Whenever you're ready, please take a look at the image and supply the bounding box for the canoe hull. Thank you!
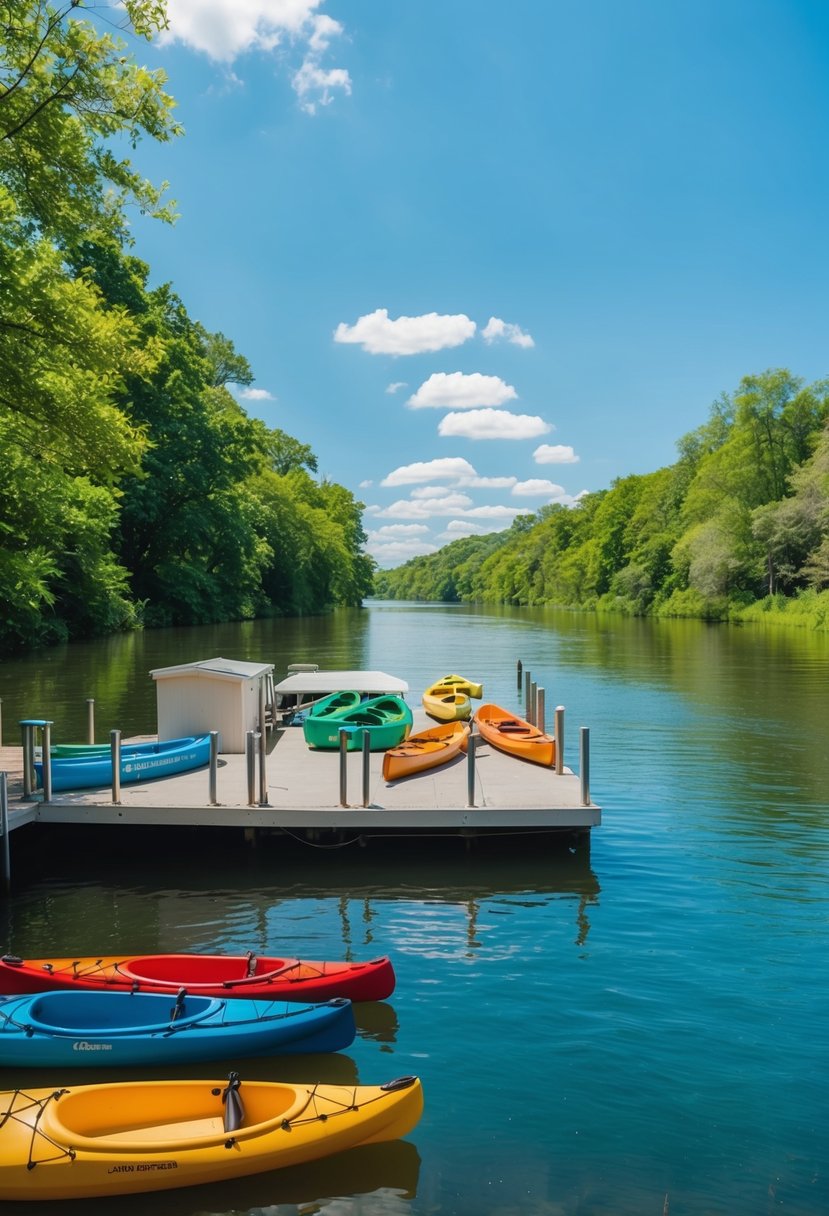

...

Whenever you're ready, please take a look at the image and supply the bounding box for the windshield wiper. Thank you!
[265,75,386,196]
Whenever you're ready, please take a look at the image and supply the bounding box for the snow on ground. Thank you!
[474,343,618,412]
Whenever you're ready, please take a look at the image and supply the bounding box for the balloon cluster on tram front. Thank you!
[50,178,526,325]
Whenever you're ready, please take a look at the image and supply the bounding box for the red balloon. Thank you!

■ Instructions to follow: Could you print every line from the one containing "wiper. Thank you!" through the one containing "[50,178,526,325]", including both, reproducing each character for character?

■ Result of the task:
Whenever you're ready, please take a look at the image and supply the bounding box for the windshield wiper. Thank you!
[265,75,386,196]
Whenever you're ready, please take a look at the image and supply the bounding box for the snow on ground. Thank you!
[474,343,618,412]
Whenever you're ready, please take a look at the image and supply the bounding box for the balloon cluster on tram front. Thank you!
[50,178,526,325]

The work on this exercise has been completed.